Exercise prompt: Print the line containing "Annotate each instance of the rock" and all lines after it, unchanged, through the end of the data. Leave the pictures out.

Data:

┄┄┄┄┄┄

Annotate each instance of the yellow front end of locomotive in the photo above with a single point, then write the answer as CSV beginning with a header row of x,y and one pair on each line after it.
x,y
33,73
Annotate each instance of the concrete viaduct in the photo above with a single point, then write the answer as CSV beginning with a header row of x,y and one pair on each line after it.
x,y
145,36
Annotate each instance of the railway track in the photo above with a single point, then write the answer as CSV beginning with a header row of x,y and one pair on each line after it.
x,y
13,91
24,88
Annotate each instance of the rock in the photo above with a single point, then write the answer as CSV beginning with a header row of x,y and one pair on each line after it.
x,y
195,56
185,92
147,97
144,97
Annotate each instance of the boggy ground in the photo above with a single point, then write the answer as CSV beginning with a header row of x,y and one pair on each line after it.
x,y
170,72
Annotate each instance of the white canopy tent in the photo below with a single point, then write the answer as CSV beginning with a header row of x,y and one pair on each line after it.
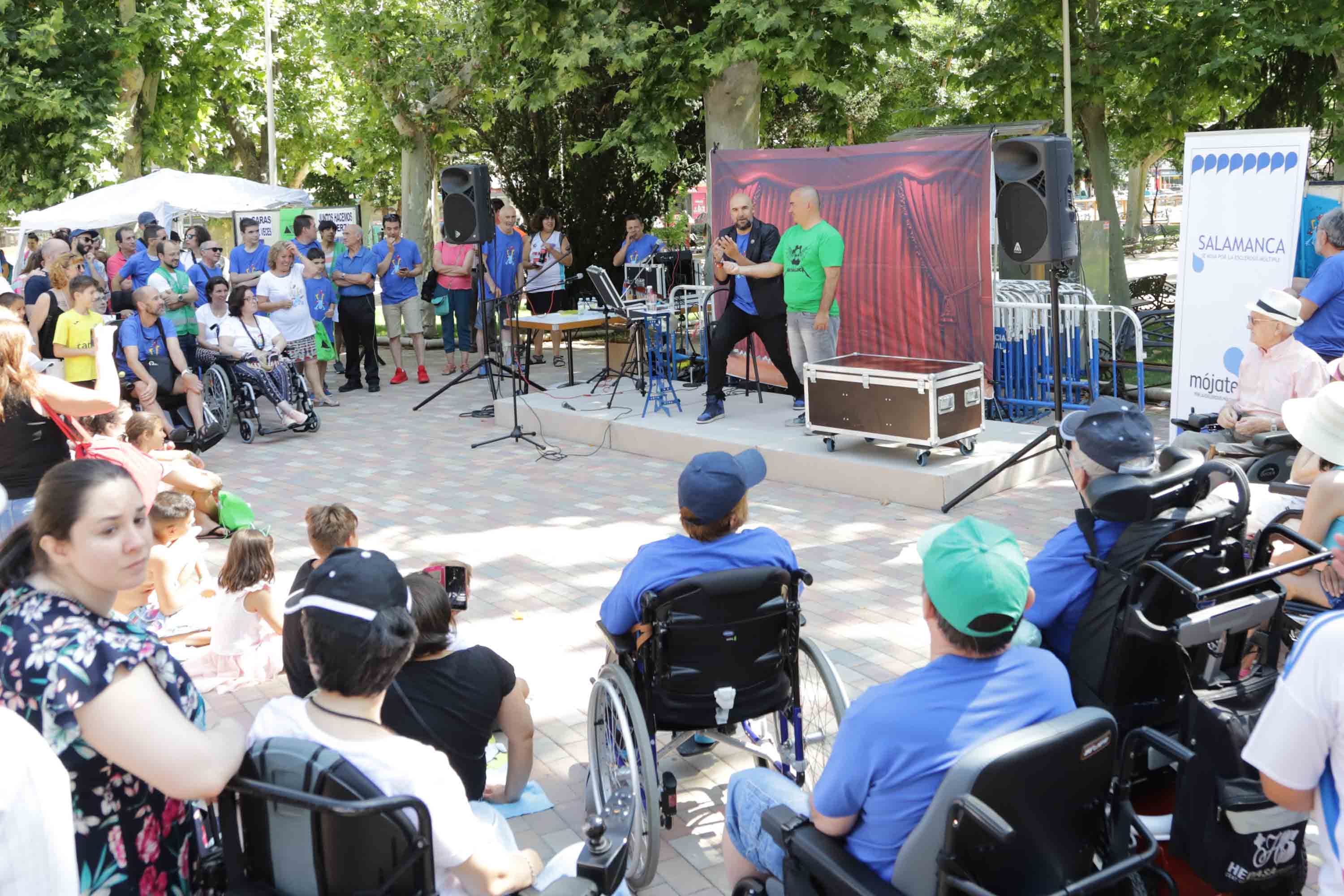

┄┄┄┄┄┄

Reply:
Annotate each instance of the rock in the photo above with a single point, then write the answer as CSV beginning with a header row of x,y and one pair on each line after it.
x,y
195,56
185,92
147,97
144,97
Annotate each instance of the boggy ground in the photo above with a single point, then write the answer as CSV beginning with a header row of x,y and one pair on each line after it.
x,y
170,72
Annotate each instance of the white canopy tent in the photo below with a single point, then write the answer as CSV beginning with a header row of x,y and one pair on each line after it.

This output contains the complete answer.